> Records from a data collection
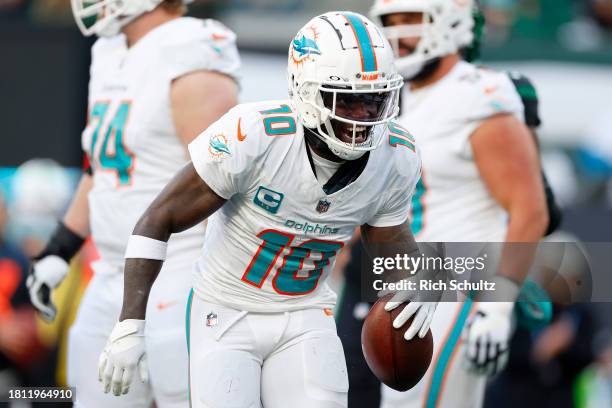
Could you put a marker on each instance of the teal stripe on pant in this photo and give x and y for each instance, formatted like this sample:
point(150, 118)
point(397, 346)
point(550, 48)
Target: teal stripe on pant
point(446, 354)
point(188, 335)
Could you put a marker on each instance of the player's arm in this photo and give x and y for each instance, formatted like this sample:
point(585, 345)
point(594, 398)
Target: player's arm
point(184, 202)
point(198, 99)
point(388, 242)
point(508, 162)
point(50, 267)
point(530, 100)
point(507, 159)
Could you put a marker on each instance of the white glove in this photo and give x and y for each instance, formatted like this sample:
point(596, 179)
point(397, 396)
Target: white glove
point(45, 275)
point(123, 354)
point(486, 337)
point(423, 313)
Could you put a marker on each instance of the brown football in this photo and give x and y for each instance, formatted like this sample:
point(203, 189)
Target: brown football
point(398, 363)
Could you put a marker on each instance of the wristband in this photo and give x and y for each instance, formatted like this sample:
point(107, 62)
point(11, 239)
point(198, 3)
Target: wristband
point(64, 243)
point(145, 248)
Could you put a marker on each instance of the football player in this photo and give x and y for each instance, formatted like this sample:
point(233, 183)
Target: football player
point(153, 75)
point(481, 183)
point(284, 185)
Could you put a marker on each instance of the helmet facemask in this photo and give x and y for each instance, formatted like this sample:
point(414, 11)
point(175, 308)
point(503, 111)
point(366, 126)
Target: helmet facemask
point(432, 29)
point(352, 119)
point(412, 45)
point(105, 18)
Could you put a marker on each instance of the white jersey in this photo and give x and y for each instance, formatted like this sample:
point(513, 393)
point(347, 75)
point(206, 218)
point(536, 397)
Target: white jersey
point(130, 138)
point(271, 246)
point(451, 201)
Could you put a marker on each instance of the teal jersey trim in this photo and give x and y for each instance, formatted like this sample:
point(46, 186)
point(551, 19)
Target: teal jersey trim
point(366, 48)
point(446, 354)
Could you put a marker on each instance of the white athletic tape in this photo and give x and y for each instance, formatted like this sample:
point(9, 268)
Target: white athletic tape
point(145, 248)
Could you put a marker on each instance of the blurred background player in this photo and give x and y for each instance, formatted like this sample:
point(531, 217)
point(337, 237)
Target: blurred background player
point(353, 310)
point(21, 345)
point(481, 182)
point(153, 75)
point(285, 184)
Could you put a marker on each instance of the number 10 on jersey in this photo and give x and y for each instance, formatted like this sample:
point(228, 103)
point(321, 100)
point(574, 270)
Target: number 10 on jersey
point(287, 279)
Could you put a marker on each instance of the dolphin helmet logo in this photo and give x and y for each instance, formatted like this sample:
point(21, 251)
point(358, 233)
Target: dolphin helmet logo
point(304, 45)
point(218, 146)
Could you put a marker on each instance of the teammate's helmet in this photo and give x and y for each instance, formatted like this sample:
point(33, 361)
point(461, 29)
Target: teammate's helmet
point(343, 82)
point(446, 28)
point(105, 18)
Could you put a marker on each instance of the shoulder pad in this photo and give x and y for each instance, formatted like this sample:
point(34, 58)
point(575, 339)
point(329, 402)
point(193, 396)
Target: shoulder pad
point(193, 44)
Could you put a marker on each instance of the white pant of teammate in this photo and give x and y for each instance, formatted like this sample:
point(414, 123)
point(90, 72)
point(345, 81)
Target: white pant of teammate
point(278, 360)
point(166, 345)
point(446, 384)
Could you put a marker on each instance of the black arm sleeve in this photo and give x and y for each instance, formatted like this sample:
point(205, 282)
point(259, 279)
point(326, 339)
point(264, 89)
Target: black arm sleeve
point(529, 97)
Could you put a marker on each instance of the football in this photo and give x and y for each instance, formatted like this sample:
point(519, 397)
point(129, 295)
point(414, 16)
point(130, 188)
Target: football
point(398, 363)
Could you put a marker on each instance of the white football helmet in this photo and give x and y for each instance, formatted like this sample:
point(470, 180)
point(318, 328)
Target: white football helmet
point(105, 18)
point(446, 28)
point(343, 82)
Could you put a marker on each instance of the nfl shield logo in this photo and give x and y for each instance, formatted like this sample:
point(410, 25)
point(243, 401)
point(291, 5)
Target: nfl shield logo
point(211, 319)
point(323, 206)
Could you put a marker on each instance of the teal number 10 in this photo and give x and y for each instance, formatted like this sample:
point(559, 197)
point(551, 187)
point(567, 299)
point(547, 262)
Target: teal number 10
point(286, 280)
point(112, 154)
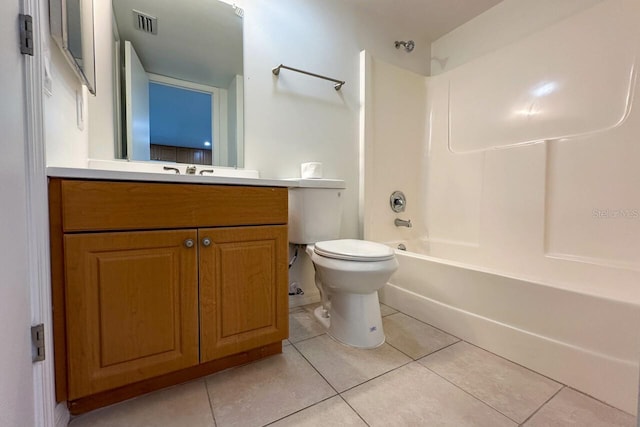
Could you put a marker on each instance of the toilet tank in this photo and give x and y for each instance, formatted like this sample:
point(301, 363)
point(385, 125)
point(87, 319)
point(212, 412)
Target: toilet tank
point(315, 213)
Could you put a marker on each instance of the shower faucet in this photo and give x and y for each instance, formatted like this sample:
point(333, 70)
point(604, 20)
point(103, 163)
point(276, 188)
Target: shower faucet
point(402, 223)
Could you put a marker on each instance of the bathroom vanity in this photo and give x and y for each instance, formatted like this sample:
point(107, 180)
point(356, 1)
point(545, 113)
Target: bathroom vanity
point(156, 283)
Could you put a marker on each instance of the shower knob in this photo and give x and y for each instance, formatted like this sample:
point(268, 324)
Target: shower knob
point(398, 201)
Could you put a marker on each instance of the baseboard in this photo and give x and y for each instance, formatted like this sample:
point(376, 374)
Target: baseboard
point(606, 378)
point(62, 415)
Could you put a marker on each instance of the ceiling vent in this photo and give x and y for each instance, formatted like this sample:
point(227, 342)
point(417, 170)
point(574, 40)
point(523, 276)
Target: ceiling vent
point(144, 22)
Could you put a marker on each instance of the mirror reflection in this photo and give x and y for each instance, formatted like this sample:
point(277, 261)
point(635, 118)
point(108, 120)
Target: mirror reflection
point(181, 88)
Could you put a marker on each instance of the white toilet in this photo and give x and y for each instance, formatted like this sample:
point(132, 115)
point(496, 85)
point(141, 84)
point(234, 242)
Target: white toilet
point(348, 272)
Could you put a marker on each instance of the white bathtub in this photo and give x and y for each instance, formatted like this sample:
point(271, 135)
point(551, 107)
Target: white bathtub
point(580, 340)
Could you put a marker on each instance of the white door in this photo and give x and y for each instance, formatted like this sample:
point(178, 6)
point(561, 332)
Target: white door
point(16, 376)
point(137, 105)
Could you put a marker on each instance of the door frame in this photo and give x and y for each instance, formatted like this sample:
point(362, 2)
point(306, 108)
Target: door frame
point(47, 413)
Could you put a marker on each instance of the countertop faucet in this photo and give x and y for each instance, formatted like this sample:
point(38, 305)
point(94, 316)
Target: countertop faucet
point(402, 223)
point(176, 170)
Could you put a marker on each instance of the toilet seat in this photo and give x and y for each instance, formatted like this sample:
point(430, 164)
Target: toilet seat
point(354, 250)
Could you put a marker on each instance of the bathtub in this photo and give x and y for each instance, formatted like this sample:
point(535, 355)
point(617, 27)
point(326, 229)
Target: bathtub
point(581, 340)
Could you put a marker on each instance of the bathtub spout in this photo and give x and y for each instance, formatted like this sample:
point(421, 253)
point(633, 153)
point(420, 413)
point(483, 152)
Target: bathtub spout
point(402, 223)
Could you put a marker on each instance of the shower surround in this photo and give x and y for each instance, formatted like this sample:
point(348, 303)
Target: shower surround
point(520, 169)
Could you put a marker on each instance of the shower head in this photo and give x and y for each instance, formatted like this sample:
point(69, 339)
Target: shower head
point(408, 45)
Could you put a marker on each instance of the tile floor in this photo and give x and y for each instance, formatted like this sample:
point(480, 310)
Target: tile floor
point(420, 377)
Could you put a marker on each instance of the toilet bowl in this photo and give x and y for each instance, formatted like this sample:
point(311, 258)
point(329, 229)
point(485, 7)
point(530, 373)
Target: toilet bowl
point(349, 274)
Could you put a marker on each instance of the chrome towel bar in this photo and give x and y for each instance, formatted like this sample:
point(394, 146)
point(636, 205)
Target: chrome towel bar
point(337, 86)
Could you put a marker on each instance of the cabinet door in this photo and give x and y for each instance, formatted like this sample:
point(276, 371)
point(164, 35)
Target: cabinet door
point(132, 307)
point(243, 289)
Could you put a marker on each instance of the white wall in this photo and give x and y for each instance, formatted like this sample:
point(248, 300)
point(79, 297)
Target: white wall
point(66, 144)
point(503, 24)
point(296, 118)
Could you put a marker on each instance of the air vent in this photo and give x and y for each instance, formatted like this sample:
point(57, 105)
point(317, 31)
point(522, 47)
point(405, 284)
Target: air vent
point(144, 22)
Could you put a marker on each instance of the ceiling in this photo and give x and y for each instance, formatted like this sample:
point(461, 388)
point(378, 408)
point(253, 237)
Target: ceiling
point(426, 19)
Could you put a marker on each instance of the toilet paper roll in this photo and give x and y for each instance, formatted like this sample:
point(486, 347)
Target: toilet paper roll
point(311, 170)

> Written exercise
Quote, without alteration, the final stretch of the entries: the line with "the white wall" onward to the last line.

> Response for this exercise
Could you put a marker on each instance of the white wall in this photo and give x and y for each instance, formatted like this sample:
point(248, 300)
point(79, 297)
Target: white wall
point(66, 144)
point(503, 24)
point(296, 118)
Could you put a marker on each instance of the air vent in this photo and give x and y for each instance, formatted like this sample:
point(57, 105)
point(317, 31)
point(522, 47)
point(405, 284)
Target: air vent
point(144, 22)
Could you put a marker on each instance of the ceiling in this photo and give x and y for each instance, formatted like this sample:
point(461, 388)
point(378, 408)
point(253, 237)
Target: ceiling
point(426, 19)
Could you put a marker on each instance of the toilet paper roll in this photo and give x and y for each instance, formatted like this sample:
point(486, 347)
Target: toilet paper roll
point(311, 170)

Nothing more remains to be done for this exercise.